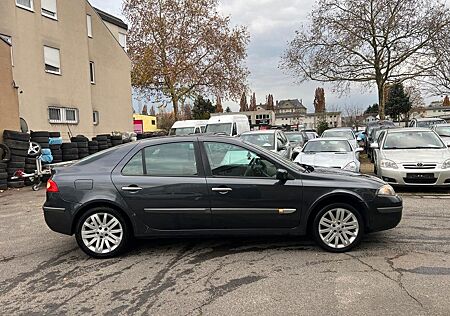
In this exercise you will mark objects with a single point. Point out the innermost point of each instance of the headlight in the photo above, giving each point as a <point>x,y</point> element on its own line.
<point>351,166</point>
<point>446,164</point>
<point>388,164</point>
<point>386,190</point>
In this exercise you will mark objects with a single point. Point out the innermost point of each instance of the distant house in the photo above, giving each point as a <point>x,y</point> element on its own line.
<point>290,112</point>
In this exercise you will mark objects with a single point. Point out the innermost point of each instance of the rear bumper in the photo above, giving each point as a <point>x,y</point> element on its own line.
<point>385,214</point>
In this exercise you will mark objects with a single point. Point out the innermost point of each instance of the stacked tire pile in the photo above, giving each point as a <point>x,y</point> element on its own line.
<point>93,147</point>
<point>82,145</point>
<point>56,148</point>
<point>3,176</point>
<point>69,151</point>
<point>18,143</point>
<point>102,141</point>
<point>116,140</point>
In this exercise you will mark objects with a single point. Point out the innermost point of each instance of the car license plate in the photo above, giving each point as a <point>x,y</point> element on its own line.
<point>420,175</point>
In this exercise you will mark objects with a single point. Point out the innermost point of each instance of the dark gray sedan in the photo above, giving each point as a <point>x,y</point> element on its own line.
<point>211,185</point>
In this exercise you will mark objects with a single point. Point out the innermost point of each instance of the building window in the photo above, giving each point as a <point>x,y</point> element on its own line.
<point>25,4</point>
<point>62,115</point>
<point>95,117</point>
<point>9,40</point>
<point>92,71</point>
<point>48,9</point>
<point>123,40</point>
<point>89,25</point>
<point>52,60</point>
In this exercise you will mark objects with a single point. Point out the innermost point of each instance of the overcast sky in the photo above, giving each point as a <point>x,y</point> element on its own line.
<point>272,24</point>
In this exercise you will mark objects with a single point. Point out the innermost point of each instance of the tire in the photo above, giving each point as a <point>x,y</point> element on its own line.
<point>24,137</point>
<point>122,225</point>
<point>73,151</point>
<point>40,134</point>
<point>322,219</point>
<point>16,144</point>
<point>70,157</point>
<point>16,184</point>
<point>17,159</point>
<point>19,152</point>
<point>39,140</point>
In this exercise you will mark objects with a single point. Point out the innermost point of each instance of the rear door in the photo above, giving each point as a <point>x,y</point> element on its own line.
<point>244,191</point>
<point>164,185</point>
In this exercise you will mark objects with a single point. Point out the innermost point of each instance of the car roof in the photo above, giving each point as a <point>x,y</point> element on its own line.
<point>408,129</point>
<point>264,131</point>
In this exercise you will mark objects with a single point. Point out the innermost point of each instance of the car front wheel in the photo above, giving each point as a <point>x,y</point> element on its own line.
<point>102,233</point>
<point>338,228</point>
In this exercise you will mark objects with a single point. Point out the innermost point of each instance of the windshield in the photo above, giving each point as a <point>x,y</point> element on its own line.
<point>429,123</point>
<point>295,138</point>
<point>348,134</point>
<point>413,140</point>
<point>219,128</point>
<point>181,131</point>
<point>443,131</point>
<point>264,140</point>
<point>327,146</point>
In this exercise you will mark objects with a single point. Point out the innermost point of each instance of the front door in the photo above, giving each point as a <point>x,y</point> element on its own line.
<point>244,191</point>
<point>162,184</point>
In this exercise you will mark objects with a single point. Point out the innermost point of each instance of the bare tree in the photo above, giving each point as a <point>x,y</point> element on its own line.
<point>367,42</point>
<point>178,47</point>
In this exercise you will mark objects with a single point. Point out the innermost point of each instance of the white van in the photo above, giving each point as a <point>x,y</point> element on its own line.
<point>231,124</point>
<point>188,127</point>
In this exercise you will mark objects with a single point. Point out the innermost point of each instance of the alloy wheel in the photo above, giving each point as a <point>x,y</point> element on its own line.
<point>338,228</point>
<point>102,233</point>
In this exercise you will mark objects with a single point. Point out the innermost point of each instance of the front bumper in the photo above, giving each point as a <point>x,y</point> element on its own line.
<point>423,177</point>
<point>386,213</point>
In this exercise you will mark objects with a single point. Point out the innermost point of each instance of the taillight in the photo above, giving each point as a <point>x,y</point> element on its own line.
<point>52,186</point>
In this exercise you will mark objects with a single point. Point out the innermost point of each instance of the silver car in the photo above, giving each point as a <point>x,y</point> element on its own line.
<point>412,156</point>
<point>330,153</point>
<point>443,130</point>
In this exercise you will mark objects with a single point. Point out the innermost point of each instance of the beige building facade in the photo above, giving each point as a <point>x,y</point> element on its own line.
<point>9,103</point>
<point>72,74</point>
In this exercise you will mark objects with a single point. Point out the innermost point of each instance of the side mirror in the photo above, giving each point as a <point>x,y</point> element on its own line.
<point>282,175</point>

###

* **What you will do**
Transcribe the listing above in full and exactly; no pictures belong in the copy.

* **Task output**
In this exercise you will mark objects with a single point. Point out the innermost point of each instance of the headlight in the photo above, giving each point as a <point>x,y</point> element on its own line.
<point>351,166</point>
<point>446,164</point>
<point>388,164</point>
<point>386,190</point>
In this exercise you will mark objects with a single point. Point out the innermost point of each instance of the distant house in the photo above, giving each point as a <point>x,y</point> element on its own line.
<point>290,112</point>
In this exercise you will mark objects with a single point. Point out the innermost point of each instance of the rear bumper in the photo above, giving each point as a <point>x,y</point> element on its own line.
<point>385,214</point>
In this exercise you will mark objects with a single point. Point out the innermost point of each instance of the stacked tire pile in the photo above, giving each point as a <point>x,y</point> element on its own line.
<point>93,147</point>
<point>82,145</point>
<point>56,148</point>
<point>3,176</point>
<point>69,151</point>
<point>18,143</point>
<point>102,141</point>
<point>116,140</point>
In this exercise you will mark objects with a single point. Point out the innermost point of each instance of the car license plate in the photo above, giving each point as a <point>x,y</point> element on its own line.
<point>420,175</point>
In this exercise you will mark objects with a single point. Point out the innermost point of each instance of the dark gray sedan in the photo above, giving each point as a <point>x,y</point> element on its own line.
<point>211,185</point>
In this exercise you will mark objects with a single point. Point out the innermost point of each instance of the building window in the photo above, giving each point as a <point>x,y</point> element on its own line.
<point>25,4</point>
<point>62,115</point>
<point>95,117</point>
<point>9,40</point>
<point>92,71</point>
<point>48,9</point>
<point>123,40</point>
<point>89,25</point>
<point>52,60</point>
In this exercise you will mark objects with a single point. Point out the innermost point of each instance of the overcast sky in the photo above, giving each point as a <point>x,y</point> element on its own line.
<point>272,24</point>
In this exercise you will mark objects with a single point. Point out the innermost point of each instance of the tire in the photo above, giving each point as a <point>x,y</point> element on its own line.
<point>24,137</point>
<point>122,225</point>
<point>73,151</point>
<point>40,134</point>
<point>322,219</point>
<point>16,144</point>
<point>70,157</point>
<point>16,184</point>
<point>17,159</point>
<point>19,152</point>
<point>39,140</point>
In this exercise you will mark objects with a single point. Point out the innermost point of each instance of the rear door in the photo above, giving each point as a <point>x,y</point> element on its own line.
<point>244,191</point>
<point>164,185</point>
In this exercise you will mark objects with a single point. Point out the innermost point of each instance of the car roof in the photo above, giving each point as a <point>x,y</point> element on its own line.
<point>408,129</point>
<point>264,131</point>
In this exercise you will mark objects with a single point. Point out the innermost point of each instance of the car front wheel in the photo above, giving each point as a <point>x,y</point> element on its own line.
<point>102,233</point>
<point>338,228</point>
In this exercise you will mark objects with a single point. Point out the innermost point of each instance of the windshield in the photo above, giving each point as a <point>x,y</point> element on its own line.
<point>429,123</point>
<point>295,138</point>
<point>348,134</point>
<point>413,140</point>
<point>219,128</point>
<point>181,131</point>
<point>443,131</point>
<point>264,140</point>
<point>327,146</point>
In this exercise you will mark objects with a single point. Point out the innermost point of each instance of the front door in the photo above, giving each point as a <point>x,y</point> element on its own line.
<point>244,191</point>
<point>162,184</point>
In this exercise you will mark objects with a single point. Point out the innermost point of each instance of the bare tree in the photo above, giving each point as a <point>x,y</point> element on its own line.
<point>367,42</point>
<point>178,47</point>
In this exercise you will mark objects with a single point. Point out the innermost point of each instance of the white van in the photo above, giving each point as a <point>x,y</point> element on its own line.
<point>231,124</point>
<point>188,127</point>
In this exercise you will mark objects with a single point. Point out the innermost point of each instance of the alloy wheel in the photo above, giving each point as a <point>x,y</point> element on its own line.
<point>338,228</point>
<point>102,233</point>
In this exercise you will mark objects with a single point. Point out the innermost point of each instance of the front bumper in the photo above, giving each point as a <point>x,y</point> element on its own line.
<point>423,177</point>
<point>386,213</point>
In this exercise you will mark objects with a single point. Point out the innermost point of each instance of the taillight in the photo above, giving each point as a <point>x,y</point> element on its own line.
<point>52,186</point>
In this exercise you will mark objects with a single point. Point out the innermost point of each instance of the silver car in the photo above, giving each point as a <point>x,y</point> element on its own line.
<point>412,156</point>
<point>330,153</point>
<point>443,130</point>
In this exercise you will mark objects with a single point. Point out the innermost point of each instance of the beige building facade in the photo above, giving each point as a <point>x,y</point> element on its own line.
<point>9,103</point>
<point>72,74</point>
In this exercise you will mark objects with a single point. Point out the innermost point of each instance of the side mirror in the photo above, giving each point as a <point>x,y</point> element on its own line.
<point>282,175</point>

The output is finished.